--- Start of Record set ---

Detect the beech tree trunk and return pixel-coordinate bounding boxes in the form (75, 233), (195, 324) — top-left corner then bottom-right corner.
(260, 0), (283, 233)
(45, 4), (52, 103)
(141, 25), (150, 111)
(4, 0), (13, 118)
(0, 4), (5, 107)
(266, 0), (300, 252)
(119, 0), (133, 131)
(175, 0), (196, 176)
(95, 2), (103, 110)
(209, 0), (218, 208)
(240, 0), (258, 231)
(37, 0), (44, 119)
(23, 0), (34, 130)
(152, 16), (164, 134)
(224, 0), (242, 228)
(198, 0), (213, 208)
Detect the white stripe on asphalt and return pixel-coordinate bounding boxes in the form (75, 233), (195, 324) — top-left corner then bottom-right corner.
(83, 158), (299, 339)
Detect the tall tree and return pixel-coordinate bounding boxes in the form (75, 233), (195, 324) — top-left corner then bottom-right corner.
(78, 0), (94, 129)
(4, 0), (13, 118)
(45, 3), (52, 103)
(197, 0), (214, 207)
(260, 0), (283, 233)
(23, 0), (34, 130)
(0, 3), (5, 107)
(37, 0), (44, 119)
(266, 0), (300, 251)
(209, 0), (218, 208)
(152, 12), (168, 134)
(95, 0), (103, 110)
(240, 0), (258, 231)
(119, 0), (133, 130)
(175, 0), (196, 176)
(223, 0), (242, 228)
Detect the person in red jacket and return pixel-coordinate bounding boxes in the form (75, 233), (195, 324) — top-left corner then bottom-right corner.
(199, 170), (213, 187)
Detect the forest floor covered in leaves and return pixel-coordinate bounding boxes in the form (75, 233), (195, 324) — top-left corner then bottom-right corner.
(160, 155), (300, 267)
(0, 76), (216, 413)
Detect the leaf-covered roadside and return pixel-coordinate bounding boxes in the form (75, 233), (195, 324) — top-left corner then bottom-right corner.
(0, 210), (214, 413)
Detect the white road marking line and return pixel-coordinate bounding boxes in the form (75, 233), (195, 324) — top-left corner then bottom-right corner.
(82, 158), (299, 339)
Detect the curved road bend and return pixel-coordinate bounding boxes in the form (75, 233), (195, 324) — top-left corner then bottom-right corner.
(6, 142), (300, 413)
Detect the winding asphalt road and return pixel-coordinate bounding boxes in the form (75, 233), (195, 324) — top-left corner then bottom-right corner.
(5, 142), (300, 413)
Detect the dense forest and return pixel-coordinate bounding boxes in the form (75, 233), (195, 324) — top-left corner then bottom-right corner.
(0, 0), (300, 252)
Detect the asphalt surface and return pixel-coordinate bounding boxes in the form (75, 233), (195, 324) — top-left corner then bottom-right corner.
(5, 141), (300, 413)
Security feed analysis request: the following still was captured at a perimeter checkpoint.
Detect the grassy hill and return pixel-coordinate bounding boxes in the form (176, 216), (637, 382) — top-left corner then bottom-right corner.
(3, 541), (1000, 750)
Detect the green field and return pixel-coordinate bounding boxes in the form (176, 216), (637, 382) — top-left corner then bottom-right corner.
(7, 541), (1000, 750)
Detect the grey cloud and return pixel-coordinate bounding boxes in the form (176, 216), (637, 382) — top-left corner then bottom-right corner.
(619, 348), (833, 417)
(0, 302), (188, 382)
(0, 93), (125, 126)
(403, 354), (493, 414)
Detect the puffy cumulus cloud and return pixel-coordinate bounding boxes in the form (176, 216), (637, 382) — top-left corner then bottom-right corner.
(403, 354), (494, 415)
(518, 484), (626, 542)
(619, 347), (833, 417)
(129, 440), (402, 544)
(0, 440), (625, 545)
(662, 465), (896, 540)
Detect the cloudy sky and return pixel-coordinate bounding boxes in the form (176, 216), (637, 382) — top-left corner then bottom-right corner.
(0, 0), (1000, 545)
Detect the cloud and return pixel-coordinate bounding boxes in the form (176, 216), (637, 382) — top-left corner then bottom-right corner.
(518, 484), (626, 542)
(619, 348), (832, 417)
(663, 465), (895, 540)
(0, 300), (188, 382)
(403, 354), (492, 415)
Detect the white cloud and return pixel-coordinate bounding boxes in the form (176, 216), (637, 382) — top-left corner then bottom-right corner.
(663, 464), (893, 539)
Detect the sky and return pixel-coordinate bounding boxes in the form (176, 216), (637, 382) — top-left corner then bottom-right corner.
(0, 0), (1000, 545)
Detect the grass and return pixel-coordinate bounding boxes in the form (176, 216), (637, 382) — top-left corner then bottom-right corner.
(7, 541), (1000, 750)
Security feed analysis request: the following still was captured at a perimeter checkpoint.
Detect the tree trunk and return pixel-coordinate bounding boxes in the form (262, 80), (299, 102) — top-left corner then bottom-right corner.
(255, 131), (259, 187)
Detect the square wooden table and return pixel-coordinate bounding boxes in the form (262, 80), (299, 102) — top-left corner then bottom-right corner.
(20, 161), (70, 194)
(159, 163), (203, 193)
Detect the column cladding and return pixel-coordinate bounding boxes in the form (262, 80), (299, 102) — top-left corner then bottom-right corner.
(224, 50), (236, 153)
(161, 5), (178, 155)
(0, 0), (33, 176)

--- End of Record set ---

*What you need to do:* Output the lines as a JSON array of strings, one string per line and no blank lines, starting at the line containing "Detect the forest" and ending at the line containing "(3, 541), (1000, 750)", both inclusive.

*Expected answer:*
[
  "Detect the forest floor covered in leaves and return pixel-coordinate bounding boxes in the form (75, 233), (195, 324) — top-left corner then bottom-right corner.",
  "(160, 155), (300, 267)",
  "(0, 76), (216, 413)",
  "Detect the leaf-covered roadside and return pixel-coordinate bounding boxes in the form (75, 233), (195, 324) — top-left corner then bottom-right corner.",
  "(0, 210), (214, 413)",
  "Detect the white road marking line and return pixel-coordinate bounding boxes in the form (75, 233), (195, 324) — top-left corner then bottom-right corner.",
  "(82, 158), (299, 339)",
  "Detect the curved road bend and return pixel-coordinate bounding boxes in the form (75, 233), (195, 324) — top-left corner then bottom-right corner.",
  "(6, 142), (300, 413)",
  "Detect the winding asphalt road and return pixel-coordinate bounding boxes in the form (75, 233), (195, 324) — top-left corner then bottom-right corner.",
  "(5, 142), (300, 413)",
  "Detect the dense forest and return pixel-coordinate bounding boxes in the form (75, 233), (195, 324) — top-left corner then bottom-right corner.",
  "(0, 0), (300, 252)",
  "Detect the asphalt surface and return pixel-coordinate bounding boxes in the form (75, 233), (195, 324) — top-left corner then bottom-right corner.",
  "(5, 141), (300, 413)",
  "Security feed analysis request: the following still was captured at a perimeter checkpoint.",
  "Detect the grassy hill and return pixel-coordinate bounding boxes in the form (176, 216), (637, 382) — top-left corner then bottom-right corner.",
  "(3, 541), (1000, 750)"
]